The task —
Every record must be copied exactly, from first line to last.

○ ○ ○ ○

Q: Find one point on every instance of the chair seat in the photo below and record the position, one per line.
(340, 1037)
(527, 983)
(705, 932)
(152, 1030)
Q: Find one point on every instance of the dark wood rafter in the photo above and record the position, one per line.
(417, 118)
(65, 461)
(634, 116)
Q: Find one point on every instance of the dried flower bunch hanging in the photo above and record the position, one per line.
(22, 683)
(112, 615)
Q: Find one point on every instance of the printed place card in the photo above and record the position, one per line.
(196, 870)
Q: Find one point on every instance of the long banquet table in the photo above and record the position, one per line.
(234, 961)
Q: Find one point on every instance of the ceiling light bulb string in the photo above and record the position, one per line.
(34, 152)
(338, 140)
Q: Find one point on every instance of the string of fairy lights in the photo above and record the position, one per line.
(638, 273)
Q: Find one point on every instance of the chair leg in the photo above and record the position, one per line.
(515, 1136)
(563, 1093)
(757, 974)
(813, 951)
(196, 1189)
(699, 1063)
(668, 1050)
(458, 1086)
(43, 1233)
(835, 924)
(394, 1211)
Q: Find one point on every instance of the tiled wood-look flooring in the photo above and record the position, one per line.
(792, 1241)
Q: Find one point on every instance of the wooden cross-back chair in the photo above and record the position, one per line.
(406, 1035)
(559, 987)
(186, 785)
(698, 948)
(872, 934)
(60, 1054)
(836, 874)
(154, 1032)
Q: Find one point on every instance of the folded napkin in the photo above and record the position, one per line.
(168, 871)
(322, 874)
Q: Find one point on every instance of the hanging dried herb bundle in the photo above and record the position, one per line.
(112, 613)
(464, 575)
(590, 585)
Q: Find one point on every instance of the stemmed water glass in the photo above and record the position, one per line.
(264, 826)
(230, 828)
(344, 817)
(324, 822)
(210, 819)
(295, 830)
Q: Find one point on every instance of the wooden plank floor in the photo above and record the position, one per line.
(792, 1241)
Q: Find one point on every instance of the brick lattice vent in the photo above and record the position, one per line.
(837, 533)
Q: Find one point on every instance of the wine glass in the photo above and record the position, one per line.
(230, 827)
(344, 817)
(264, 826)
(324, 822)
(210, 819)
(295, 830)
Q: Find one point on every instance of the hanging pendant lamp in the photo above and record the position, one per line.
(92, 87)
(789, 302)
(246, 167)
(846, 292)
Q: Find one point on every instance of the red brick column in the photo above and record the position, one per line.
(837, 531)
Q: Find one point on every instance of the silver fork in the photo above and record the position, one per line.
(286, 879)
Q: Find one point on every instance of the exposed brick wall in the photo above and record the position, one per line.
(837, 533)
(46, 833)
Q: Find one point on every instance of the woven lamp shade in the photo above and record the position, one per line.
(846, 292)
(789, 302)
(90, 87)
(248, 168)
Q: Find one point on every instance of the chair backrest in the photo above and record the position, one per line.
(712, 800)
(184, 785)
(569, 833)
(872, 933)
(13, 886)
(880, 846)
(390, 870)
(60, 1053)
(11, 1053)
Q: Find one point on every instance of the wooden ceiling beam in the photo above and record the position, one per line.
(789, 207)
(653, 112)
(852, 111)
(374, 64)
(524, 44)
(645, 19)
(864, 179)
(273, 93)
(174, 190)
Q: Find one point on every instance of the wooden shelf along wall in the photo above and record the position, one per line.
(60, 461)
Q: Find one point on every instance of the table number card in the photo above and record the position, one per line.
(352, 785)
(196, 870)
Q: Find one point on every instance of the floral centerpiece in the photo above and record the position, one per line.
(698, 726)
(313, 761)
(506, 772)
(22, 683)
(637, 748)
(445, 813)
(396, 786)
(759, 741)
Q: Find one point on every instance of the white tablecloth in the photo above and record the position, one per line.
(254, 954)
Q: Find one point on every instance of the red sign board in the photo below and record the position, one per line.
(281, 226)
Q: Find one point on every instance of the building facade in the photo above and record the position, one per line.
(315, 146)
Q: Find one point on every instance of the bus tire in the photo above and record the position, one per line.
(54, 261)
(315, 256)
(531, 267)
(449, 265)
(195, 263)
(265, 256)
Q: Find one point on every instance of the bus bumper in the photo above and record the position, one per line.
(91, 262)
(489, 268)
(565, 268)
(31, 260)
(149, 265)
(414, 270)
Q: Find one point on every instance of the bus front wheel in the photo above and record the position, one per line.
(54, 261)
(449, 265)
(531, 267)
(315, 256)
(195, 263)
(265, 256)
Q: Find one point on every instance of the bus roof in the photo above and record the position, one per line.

○ ○ ○ ○

Response area —
Q: Find one point on every instance of the chair seat in the photo below and record the position, one per line.
(340, 1037)
(527, 983)
(705, 932)
(152, 1030)
Q: Find one point on every instance of the dark wood rafter in the photo above and record the position, one per line.
(417, 118)
(65, 461)
(634, 116)
Q: Find one point on every instance of the dried flower bunch hanging in the photo above and record the position, one per line.
(22, 683)
(112, 615)
Q: Find one point on every instance of the printed place card in the photo above and record the position, one per line.
(196, 870)
Q: Find one point on every instance of the long banquet table in the photo above and record the position, one per line.
(234, 961)
Q: Find one point on every instance of the ceiling light bulb string in the photo above and record the position, one per line.
(34, 152)
(338, 140)
Q: Find one point on every instance of the string of fairy lights in the photo above and record the position, one per line.
(638, 273)
Q: Find one point on every instance of the chair leg in the photo above and record the position, one per line.
(515, 1136)
(563, 1093)
(757, 974)
(813, 951)
(196, 1189)
(699, 1063)
(668, 1050)
(458, 1086)
(43, 1233)
(835, 924)
(394, 1211)
Q: Find one point on every instance of the tiled wood-look flooring in the photo above and record the position, one per line.
(792, 1241)
Q: Find one point on every instance of the wooden cross-back chair in the photo above and record the position, one per line.
(406, 1035)
(559, 987)
(186, 785)
(698, 948)
(872, 934)
(60, 1054)
(836, 874)
(154, 1032)
Q: Find one point on every instance of the folded napkin in the photo above and record the position, one per line.
(168, 871)
(322, 874)
Q: Find one point on every instance of the hanging dried herb bundle in the photo above and record the position, one per line.
(112, 613)
(464, 575)
(590, 585)
Q: Find one point on every instance of the stemmed water glass in the photo above and record the position, one per line.
(264, 826)
(230, 828)
(344, 817)
(324, 822)
(210, 819)
(295, 830)
Q: Find one point on every instance of the wooden plank floor in the photo above and record the position, one per line.
(792, 1241)
Q: Find one point on every instance of the brick lattice vent in the photo above and record the position, one per line.
(837, 533)
Q: Find one point on every instance of the wine glass in the photo above and record the position, one per line.
(230, 827)
(344, 817)
(264, 826)
(324, 822)
(210, 819)
(295, 830)
Q: Find one point on every instance of the hanging pendant lamp in the photo above and record the position, one per line.
(92, 87)
(789, 302)
(246, 167)
(846, 292)
Q: Find one point on every instance of the red brick column in the photo above and record the position, one per line.
(837, 531)
Q: Find one point on every instance of the silver fork in the photo above and record the position, one per line.
(286, 879)
Q: Find one point on every instance of the exposed brick wall in the photo above and record the position, one per line.
(837, 533)
(46, 833)
Q: Find one point on every instance of the woven lamp shade in the photo above and record the position, one per line.
(846, 292)
(789, 302)
(90, 87)
(248, 168)
Q: Find one point on every instance of the chair backrest in the photo above and record the position, one per line.
(712, 800)
(184, 785)
(569, 833)
(872, 933)
(13, 886)
(880, 846)
(390, 870)
(60, 1053)
(11, 1053)
Q: Find one point on every instance of the wooden ceiling beam in the photo above and record the position, one per line.
(789, 207)
(653, 112)
(852, 111)
(374, 64)
(524, 44)
(645, 19)
(864, 179)
(273, 93)
(174, 190)
Q: Find one point on every instance of the wooden shelf along wall in the photo above and record the position, one per line.
(60, 461)
Q: Find one point on every instance of the table number card in the photo above and record the position, one per line.
(352, 785)
(196, 870)
Q: Find one point on every instance of the floral centerpiece in the photo above and record the position, one per line.
(698, 726)
(313, 761)
(506, 772)
(22, 683)
(637, 748)
(445, 813)
(396, 786)
(759, 741)
Q: Find one point on every instance of the white tablecloth in the photo above and record the position, one per line.
(254, 954)
Q: Find one point on every instance of the red sign board in the photo below and record the position, one per line.
(281, 226)
Q: Find one point on every instance of the building facade in the photo above and record the position, one per line.
(315, 146)
Q: Find one point on every instance of the bus tire in the photo above and record the position, one per line.
(54, 261)
(315, 256)
(531, 267)
(449, 265)
(195, 263)
(265, 256)
Q: Find one point on every instance of the bus bumper in the photo above and record the position, one per line.
(91, 262)
(489, 268)
(565, 268)
(31, 260)
(149, 265)
(414, 270)
Q: Find one point on every instance of the bus front wheel in the photo above and record the position, one per line.
(54, 261)
(449, 265)
(531, 267)
(315, 256)
(195, 263)
(265, 256)
Q: Find one point on every instance of the bus roof in the photo above and record the position, one per line.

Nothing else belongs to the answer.